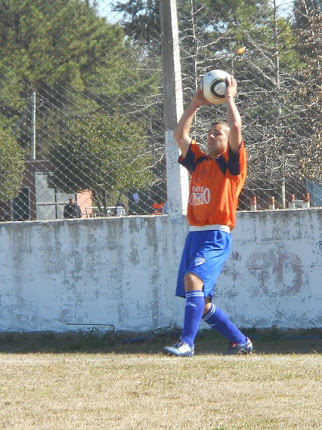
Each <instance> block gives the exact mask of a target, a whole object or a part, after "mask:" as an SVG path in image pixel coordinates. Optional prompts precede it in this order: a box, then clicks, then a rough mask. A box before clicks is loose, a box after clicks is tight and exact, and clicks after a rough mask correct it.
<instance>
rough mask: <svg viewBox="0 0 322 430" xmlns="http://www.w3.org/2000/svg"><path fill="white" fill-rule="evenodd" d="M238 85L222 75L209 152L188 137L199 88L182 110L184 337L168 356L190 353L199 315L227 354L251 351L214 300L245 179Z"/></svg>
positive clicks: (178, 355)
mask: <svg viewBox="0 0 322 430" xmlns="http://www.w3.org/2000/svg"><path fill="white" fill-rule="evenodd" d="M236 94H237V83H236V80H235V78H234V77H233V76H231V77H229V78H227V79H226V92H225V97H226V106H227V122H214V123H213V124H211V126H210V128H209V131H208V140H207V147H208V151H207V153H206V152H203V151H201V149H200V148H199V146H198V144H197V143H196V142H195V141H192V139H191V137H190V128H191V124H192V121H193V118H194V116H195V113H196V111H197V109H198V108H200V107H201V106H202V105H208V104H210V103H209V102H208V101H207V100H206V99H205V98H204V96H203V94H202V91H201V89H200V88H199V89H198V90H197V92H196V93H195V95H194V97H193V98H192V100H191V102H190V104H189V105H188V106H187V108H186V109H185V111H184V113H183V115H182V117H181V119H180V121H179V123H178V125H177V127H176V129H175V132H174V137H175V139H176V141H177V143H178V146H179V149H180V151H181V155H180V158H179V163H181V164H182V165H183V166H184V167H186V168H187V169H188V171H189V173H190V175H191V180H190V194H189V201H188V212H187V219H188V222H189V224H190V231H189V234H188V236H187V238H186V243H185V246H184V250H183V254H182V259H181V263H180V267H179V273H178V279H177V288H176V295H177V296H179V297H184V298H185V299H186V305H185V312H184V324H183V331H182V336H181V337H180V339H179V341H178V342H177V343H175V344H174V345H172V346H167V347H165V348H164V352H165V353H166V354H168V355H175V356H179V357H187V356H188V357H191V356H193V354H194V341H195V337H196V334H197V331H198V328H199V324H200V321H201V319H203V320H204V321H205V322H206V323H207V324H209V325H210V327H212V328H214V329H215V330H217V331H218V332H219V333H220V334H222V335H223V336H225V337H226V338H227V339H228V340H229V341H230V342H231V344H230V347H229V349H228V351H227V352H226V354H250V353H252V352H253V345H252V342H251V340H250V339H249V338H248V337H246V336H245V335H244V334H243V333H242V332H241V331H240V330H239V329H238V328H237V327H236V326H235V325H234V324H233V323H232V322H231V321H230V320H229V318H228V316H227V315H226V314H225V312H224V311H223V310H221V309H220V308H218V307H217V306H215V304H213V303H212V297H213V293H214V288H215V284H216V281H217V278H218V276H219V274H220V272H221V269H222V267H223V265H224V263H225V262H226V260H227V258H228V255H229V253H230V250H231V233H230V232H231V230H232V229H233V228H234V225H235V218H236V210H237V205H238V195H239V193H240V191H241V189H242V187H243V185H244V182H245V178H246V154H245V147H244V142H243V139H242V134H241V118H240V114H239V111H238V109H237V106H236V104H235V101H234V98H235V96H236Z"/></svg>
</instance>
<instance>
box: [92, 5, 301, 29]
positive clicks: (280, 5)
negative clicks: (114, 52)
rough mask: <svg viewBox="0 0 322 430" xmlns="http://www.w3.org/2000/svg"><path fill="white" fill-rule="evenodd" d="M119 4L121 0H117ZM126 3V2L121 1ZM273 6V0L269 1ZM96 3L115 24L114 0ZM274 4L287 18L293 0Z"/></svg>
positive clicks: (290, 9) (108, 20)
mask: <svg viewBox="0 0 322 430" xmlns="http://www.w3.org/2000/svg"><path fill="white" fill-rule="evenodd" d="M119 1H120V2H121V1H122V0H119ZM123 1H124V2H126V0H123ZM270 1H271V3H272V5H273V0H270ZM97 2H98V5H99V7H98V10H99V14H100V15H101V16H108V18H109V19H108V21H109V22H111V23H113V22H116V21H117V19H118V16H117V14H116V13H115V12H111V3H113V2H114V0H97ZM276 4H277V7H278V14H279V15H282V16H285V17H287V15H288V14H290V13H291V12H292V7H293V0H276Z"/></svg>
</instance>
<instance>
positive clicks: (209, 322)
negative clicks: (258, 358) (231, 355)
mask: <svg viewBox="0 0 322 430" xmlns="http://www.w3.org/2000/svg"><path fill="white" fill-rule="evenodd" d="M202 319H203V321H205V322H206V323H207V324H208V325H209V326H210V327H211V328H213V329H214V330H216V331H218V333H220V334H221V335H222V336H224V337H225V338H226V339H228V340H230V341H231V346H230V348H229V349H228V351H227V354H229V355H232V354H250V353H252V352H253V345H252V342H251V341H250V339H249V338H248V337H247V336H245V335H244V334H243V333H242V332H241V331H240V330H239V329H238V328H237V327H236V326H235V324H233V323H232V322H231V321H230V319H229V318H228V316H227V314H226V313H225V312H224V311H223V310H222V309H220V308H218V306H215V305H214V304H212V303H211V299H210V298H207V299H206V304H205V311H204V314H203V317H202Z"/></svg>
# # #
Exercise objective =
Print all the material above verbatim and omit its pictures.

The answer =
Each <instance> block gives the exact mask of a target, a whole object or a part, after "mask:" as an SVG path in image pixel coordinates. Optional prompts precede it in this order: a box, then clicks, then a rough mask. A box before clicks is loose, a box after clicks is tight and exact, and clicks after a rough mask correct it.
<instance>
rough mask: <svg viewBox="0 0 322 430" xmlns="http://www.w3.org/2000/svg"><path fill="white" fill-rule="evenodd" d="M238 85L222 75L209 152L188 137L199 88L182 110L184 337L168 356L190 353L199 315L227 354L251 351L214 300L245 179Z"/></svg>
positive clicks: (178, 355)
mask: <svg viewBox="0 0 322 430" xmlns="http://www.w3.org/2000/svg"><path fill="white" fill-rule="evenodd" d="M236 94H237V83H236V80H235V78H234V77H233V76H231V77H229V78H227V79H226V92H225V97H226V106H227V122H214V123H213V124H211V126H210V128H209V131H208V140H207V147H208V151H207V153H206V152H203V151H201V149H200V148H199V146H198V144H197V143H196V142H195V141H192V139H191V137H190V128H191V124H192V121H193V118H194V116H195V113H196V111H197V109H198V108H200V107H201V106H202V105H208V104H210V103H209V102H208V101H207V100H206V99H205V98H204V96H203V94H202V91H201V89H200V88H199V89H198V90H197V92H196V93H195V95H194V97H193V98H192V100H191V102H190V104H189V105H188V106H187V108H186V109H185V111H184V113H183V115H182V117H181V119H180V121H179V123H178V125H177V127H176V129H175V132H174V137H175V139H176V141H177V143H178V146H179V149H180V151H181V155H180V158H179V163H181V164H182V165H183V166H184V167H186V168H187V169H188V171H189V173H190V175H191V180H190V194H189V201H188V212H187V219H188V222H189V224H190V231H189V234H188V236H187V238H186V243H185V246H184V250H183V254H182V259H181V263H180V267H179V273H178V279H177V288H176V295H177V296H179V297H184V298H185V299H186V305H185V312H184V324H183V331H182V336H181V337H180V339H179V341H178V342H177V343H175V344H174V345H172V346H167V347H165V348H164V352H165V353H166V354H168V355H175V356H179V357H187V356H188V357H191V356H193V354H194V341H195V337H196V334H197V331H198V328H199V324H200V321H201V319H203V320H204V321H205V322H206V323H207V324H209V325H210V327H212V328H214V329H215V330H217V331H218V332H219V333H220V334H222V335H223V336H225V337H226V338H227V339H228V340H229V341H230V342H231V344H230V347H229V349H228V351H227V352H226V354H250V353H252V352H253V345H252V342H251V340H250V339H249V338H248V337H246V336H245V335H244V334H243V333H242V332H241V331H240V330H239V329H238V328H237V327H236V326H235V325H234V324H233V323H232V322H231V321H230V320H229V318H228V316H227V315H226V314H225V312H224V311H223V310H221V309H220V308H218V307H217V306H215V304H213V303H212V297H213V293H214V288H215V284H216V281H217V278H218V276H219V274H220V272H221V269H222V267H223V265H224V263H225V262H226V260H227V258H228V255H229V253H230V250H231V233H230V232H231V230H232V229H233V228H234V225H235V218H236V210H237V205H238V195H239V193H240V191H241V189H242V187H243V185H244V182H245V178H246V154H245V147H244V142H243V139H242V134H241V118H240V114H239V111H238V109H237V106H236V104H235V101H234V98H235V96H236Z"/></svg>
</instance>
<instance>
box: [92, 5, 301, 29]
positive clicks: (280, 5)
negative clicks: (114, 52)
rough mask: <svg viewBox="0 0 322 430" xmlns="http://www.w3.org/2000/svg"><path fill="white" fill-rule="evenodd" d="M119 4L121 0H117ZM126 3V2L121 1ZM273 6V0L269 1ZM96 3L115 24L114 0ZM274 4L287 18L293 0Z"/></svg>
positive clicks: (290, 9) (108, 20)
mask: <svg viewBox="0 0 322 430" xmlns="http://www.w3.org/2000/svg"><path fill="white" fill-rule="evenodd" d="M119 1H120V2H121V1H122V0H119ZM123 1H124V2H126V0H123ZM270 1H271V3H272V5H273V0H270ZM97 2H98V5H99V7H98V10H99V14H100V15H101V16H108V18H109V19H108V21H109V22H111V23H113V22H116V21H117V19H118V16H117V14H116V13H115V12H111V3H113V2H114V0H97ZM276 4H277V7H278V14H279V15H282V16H285V17H287V15H288V14H290V13H291V12H292V7H293V0H276Z"/></svg>
</instance>
<instance>
positive clicks: (209, 322)
negative clicks: (258, 358) (231, 355)
mask: <svg viewBox="0 0 322 430" xmlns="http://www.w3.org/2000/svg"><path fill="white" fill-rule="evenodd" d="M202 319H203V321H205V322H206V323H207V324H208V325H209V326H210V327H211V328H213V329H214V330H216V331H218V333H220V334H221V335H222V336H224V337H225V338H226V339H228V340H230V341H231V346H230V348H229V349H228V351H227V354H229V355H232V354H250V353H252V352H253V345H252V342H251V341H250V339H249V338H248V337H247V336H245V335H244V334H243V333H242V332H241V331H240V330H239V329H238V328H237V327H236V326H235V324H233V323H232V322H231V321H230V319H229V318H228V316H227V314H226V313H225V312H224V311H223V310H222V309H220V308H218V306H215V305H214V304H212V303H211V299H210V298H207V299H206V304H205V311H204V314H203V317H202Z"/></svg>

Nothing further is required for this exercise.